--- REQUESTS ---
(a) According to the Halloween party text, what share of Americans planned to celebrate Halloween in 2021?
(b) Reproduce the Halloween party text word for word, everything from "Make it a potluck." down to "scene for all.".

--- SUPPLIED PASSAGE ---
::::
Halloween has surged in popularity. It’s not uncommon to see decorations in stores as early as mid-July, and Halloween decorating is rivaled only by Christmas.

The National Retail Federation indicates 65 percent of Americans planned to celebrate Halloween in 2021, and the overall spending for Halloween each year tops $10 billion. Part of that spending may include hosting Halloween parties. Whether designed for adults or children, parties can be safer than roaming neighborhoods due to the high propensity for pedestrian accidents that occur on Halloween.

Hosts planning Halloween festivities can derive inspiration and some scary good ideas from these tips.

Make it a potluck. Hosting a party can get expensive. With inflation driving up prices for just about all household goods, party hosts can offset some costs by asking guests to pitch in on the food and refreshments. Consider making main dishes and having guests bring sides and desserts. Provide beer and wine, but make any hard liquor BYOB.

Gear decorations around the audience. Adults can stomach some gory decor, but young children may need decorations to be toned down. Pumpkins, candles, dimly lit lights, cleverly placed cobwebs, and other details in black, purple, orange, and silver can set the Halloween scene for all.

Rely on make-ahead foods. Halloween parties tend to be open-house events where guests stroll in at their leisure. Chili, soup, stew, or casserole left warming in a slow cooker will fill stomachs and chase away the chills. Finger foods also are easy to display and distribute. With a little ingenuity, regular appetizers can be given a Halloween spin. Turn cheese sticks into creepy fingers with pieces of red or green peppers as “nails” on the ends.
::::
--- RECORDED DATA ---
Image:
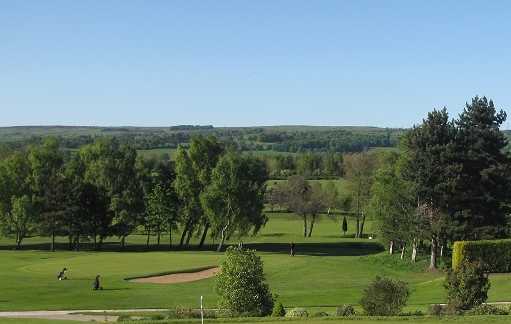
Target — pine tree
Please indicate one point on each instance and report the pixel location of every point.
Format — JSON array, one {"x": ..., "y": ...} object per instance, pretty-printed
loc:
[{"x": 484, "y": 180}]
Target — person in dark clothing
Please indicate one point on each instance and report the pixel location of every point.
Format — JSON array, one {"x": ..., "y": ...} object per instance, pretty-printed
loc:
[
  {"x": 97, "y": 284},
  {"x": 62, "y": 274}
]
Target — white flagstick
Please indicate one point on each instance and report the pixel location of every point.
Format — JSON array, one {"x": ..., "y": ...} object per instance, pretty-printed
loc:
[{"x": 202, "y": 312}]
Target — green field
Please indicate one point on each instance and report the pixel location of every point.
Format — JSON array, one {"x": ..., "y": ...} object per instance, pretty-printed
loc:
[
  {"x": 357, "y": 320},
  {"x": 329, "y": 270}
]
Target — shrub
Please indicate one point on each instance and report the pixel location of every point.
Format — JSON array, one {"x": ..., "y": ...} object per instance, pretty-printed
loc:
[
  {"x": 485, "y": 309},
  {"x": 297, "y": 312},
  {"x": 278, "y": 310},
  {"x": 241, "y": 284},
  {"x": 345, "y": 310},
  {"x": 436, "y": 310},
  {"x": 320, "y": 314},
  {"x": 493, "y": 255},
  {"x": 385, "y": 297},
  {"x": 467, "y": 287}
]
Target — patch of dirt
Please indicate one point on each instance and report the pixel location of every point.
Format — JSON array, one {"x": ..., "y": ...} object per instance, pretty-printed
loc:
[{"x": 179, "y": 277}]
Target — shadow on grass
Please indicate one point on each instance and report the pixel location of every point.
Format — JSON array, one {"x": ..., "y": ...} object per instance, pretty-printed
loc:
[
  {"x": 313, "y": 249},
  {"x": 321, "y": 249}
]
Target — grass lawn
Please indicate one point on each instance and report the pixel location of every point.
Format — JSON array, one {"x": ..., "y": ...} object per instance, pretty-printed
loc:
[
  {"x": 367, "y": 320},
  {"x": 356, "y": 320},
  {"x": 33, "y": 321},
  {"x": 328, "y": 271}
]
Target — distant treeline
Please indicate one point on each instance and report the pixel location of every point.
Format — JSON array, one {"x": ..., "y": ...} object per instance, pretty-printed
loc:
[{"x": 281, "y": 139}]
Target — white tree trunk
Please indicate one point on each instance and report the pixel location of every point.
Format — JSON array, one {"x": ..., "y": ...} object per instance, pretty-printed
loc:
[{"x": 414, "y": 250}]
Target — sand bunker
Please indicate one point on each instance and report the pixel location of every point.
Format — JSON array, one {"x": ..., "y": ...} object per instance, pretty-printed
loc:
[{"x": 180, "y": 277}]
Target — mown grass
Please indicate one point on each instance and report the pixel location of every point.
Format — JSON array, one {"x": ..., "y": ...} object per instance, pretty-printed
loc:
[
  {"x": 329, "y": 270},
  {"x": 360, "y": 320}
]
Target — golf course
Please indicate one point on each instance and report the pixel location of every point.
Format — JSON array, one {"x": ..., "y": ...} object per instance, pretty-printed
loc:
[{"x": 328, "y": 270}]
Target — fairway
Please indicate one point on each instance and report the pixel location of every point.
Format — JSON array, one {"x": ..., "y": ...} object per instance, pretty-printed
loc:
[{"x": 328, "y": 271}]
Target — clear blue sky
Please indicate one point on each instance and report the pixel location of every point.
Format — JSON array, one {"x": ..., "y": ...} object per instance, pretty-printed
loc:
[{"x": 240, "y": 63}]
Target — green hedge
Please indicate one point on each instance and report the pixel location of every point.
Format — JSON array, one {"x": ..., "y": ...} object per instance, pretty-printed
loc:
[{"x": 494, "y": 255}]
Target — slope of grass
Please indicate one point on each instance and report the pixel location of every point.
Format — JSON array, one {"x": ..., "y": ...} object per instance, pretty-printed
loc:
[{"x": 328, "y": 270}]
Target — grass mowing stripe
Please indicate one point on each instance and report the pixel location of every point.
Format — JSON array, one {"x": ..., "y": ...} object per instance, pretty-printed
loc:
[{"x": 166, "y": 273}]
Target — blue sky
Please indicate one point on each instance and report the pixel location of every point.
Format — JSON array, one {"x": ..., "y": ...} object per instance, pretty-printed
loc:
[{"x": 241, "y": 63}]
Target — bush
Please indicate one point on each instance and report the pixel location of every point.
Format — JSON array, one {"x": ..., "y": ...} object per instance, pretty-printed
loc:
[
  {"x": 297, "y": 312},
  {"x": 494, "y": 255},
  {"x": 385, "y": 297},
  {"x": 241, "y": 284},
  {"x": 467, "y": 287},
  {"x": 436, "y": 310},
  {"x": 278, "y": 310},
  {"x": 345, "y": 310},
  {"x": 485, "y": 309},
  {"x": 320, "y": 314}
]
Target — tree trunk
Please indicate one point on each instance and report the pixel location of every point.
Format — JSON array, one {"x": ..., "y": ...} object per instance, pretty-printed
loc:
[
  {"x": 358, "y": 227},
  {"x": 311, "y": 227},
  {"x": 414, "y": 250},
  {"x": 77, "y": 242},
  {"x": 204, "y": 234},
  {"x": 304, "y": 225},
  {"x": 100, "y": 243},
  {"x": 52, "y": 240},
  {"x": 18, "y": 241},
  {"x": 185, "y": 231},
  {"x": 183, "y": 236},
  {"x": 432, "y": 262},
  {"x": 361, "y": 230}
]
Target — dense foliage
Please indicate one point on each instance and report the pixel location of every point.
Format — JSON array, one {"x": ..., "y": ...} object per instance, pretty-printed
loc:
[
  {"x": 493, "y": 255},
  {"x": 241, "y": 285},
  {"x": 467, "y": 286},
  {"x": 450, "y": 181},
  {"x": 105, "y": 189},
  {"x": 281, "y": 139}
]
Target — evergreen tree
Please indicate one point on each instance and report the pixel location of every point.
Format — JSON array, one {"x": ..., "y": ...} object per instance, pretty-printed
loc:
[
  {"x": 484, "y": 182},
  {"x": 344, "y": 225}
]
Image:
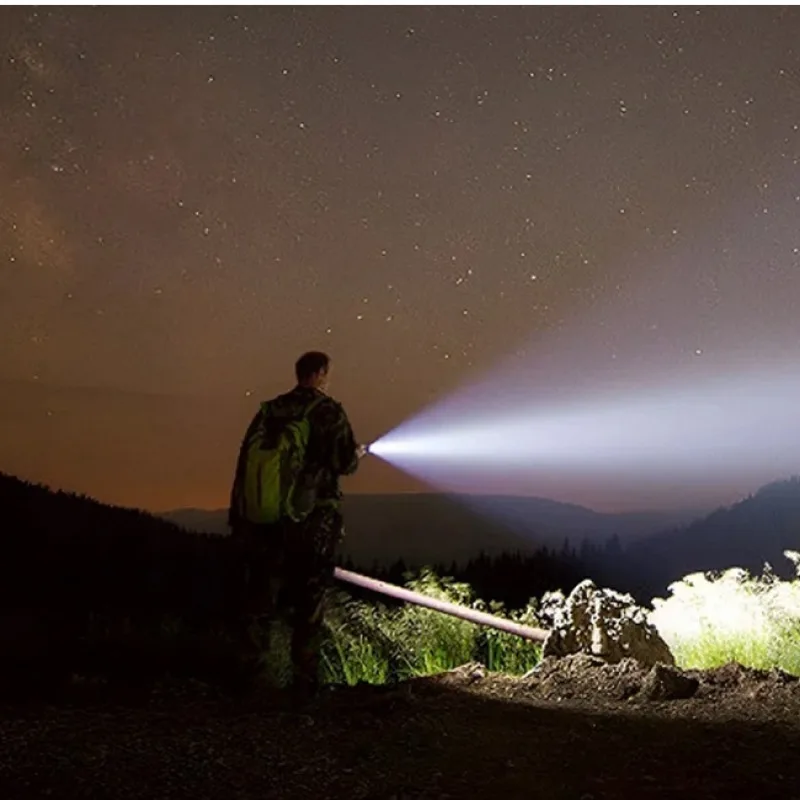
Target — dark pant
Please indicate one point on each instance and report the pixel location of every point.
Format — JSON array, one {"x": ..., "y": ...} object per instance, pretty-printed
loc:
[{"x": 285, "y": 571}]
::::
--- EXERCISE RESPONSES ---
(a) 65 percent

(b)
Make it a potluck. Hosting a party can get expensive. With inflation driving up prices for just about all household goods, party hosts can offset some costs by asking guests to pitch in on the food and refreshments. Consider making main dishes and having guests bring sides and desserts. Provide beer and wine, but make any hard liquor BYOB.

Gear decorations around the audience. Adults can stomach some gory decor, but young children may need decorations to be toned down. Pumpkins, candles, dimly lit lights, cleverly placed cobwebs, and other details in black, purple, orange, and silver can set the Halloween scene for all.